» **INPUT DATA**

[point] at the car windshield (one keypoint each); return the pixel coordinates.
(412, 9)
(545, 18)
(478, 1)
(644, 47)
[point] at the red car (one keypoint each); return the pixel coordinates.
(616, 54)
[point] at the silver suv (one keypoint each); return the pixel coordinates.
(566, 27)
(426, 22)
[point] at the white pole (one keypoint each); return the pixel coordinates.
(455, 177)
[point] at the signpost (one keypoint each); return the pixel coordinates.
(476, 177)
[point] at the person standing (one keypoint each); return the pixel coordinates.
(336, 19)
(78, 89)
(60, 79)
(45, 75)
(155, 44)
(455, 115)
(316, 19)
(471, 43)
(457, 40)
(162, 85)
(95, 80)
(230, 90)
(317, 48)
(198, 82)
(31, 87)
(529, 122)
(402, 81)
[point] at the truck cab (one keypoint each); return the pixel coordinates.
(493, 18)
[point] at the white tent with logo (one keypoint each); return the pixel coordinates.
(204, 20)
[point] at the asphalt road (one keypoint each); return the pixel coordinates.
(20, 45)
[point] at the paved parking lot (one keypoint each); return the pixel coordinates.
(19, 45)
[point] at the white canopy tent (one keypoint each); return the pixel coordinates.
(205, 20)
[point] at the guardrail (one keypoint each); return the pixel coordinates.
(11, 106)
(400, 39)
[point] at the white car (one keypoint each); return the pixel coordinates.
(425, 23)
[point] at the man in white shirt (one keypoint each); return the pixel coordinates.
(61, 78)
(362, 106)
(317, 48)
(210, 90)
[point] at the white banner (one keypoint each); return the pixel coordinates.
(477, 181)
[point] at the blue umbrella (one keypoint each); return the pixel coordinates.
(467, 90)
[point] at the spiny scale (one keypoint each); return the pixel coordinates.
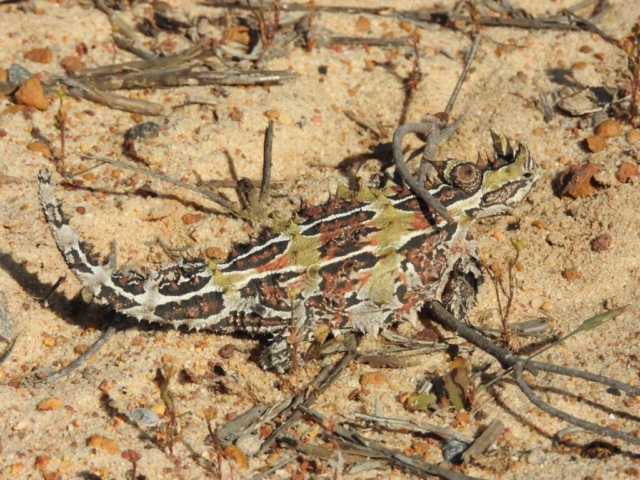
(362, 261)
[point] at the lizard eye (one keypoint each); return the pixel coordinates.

» **EXERCISE BRIEF**
Each record has to be set down verbatim, and the pictures must not appear in the copy.

» **WRITTEN ANSWER**
[point] at the car windshield (one keypoint each); return the pixel coordinates.
(412, 9)
(545, 18)
(478, 1)
(644, 47)
[point] at the red car (one keypoint each); return the pixel coordinates.
(616, 54)
[point] at the silver suv (one keypoint each); return the pixel coordinates.
(566, 27)
(426, 22)
[point] at the white pole (one keypoint each); return the pixel coordinates.
(455, 177)
[point] at the signpost (one keypoint each); return the pixel coordinates.
(476, 177)
[point] at the person standing (one keypoint each); return the pixel coordinates.
(336, 19)
(78, 89)
(60, 79)
(45, 75)
(155, 44)
(455, 115)
(316, 19)
(471, 43)
(457, 40)
(162, 85)
(95, 80)
(230, 90)
(317, 48)
(198, 82)
(31, 87)
(529, 122)
(402, 81)
[point] at the truck cab (one keypoint each); return the pixel coordinates.
(493, 18)
[point] at the white tent with logo (one keypoint each); return the pixel coordinates.
(204, 20)
[point] at the asphalt road (one keypoint each); return the pixel coordinates.
(20, 45)
[point] at the paved parking lot (one keypoint each); return the pixel coordinates.
(19, 45)
[point] at the white canopy tent (one keypoint each); return the pixel coordinates.
(205, 20)
[point] at the guardrail (one keypoint each); return the pixel coordinates.
(11, 106)
(400, 39)
[point] at the white car (one keypoint each); return the pixel coordinates.
(425, 23)
[point] at the man in white shirt (one keypoint each); return the pixel coordinates.
(61, 78)
(362, 106)
(317, 48)
(210, 90)
[point] at the white banner (one keypoint each); return the pixel coordinates.
(477, 181)
[point] at the blue umbrella (one keypoint each); return the pixel coordinates.
(467, 90)
[point] at the spiny scale (one keypoint each); return the pixel coordinates.
(362, 261)
[point] at the lizard eye (one keypoint each); return the pixel coordinates.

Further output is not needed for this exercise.